Once the line containing "positive clicks: (31, 42) (30, 46) (33, 33)" is found, copy it and each subsequent line exactly. Stop at the end of the records below.

____________________

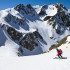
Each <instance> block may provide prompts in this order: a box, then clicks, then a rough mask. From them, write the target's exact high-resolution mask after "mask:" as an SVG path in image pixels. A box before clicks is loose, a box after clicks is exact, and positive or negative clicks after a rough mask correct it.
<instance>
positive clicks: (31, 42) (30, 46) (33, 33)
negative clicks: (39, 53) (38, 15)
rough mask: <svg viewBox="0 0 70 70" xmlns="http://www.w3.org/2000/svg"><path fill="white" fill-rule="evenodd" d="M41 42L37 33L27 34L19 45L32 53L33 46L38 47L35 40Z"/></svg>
mask: <svg viewBox="0 0 70 70" xmlns="http://www.w3.org/2000/svg"><path fill="white" fill-rule="evenodd" d="M38 38H39V39H41V40H43V38H42V36H41V35H40V34H39V33H38V32H37V31H35V32H33V33H28V34H26V35H25V36H24V38H23V39H22V40H21V41H20V45H22V46H24V47H25V48H27V49H29V50H30V51H32V50H33V49H34V47H35V46H38V43H37V42H38V41H37V39H38ZM39 39H38V40H39Z"/></svg>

____________________

**Written response**
positive clicks: (31, 42) (30, 46) (33, 33)
negative clicks: (39, 53) (38, 15)
rough mask: <svg viewBox="0 0 70 70" xmlns="http://www.w3.org/2000/svg"><path fill="white" fill-rule="evenodd" d="M41 42L37 33L27 34L19 45L32 53L33 46L38 47L35 40Z"/></svg>
mask: <svg viewBox="0 0 70 70" xmlns="http://www.w3.org/2000/svg"><path fill="white" fill-rule="evenodd" d="M38 38H39V39H41V40H43V38H42V36H41V35H40V34H39V33H38V32H37V31H35V32H33V33H28V34H26V35H25V36H24V38H23V39H22V40H21V41H20V45H22V46H24V47H25V48H27V49H29V50H30V51H32V50H33V49H34V47H35V46H38V43H37V42H38V41H37V39H38ZM39 39H38V40H39Z"/></svg>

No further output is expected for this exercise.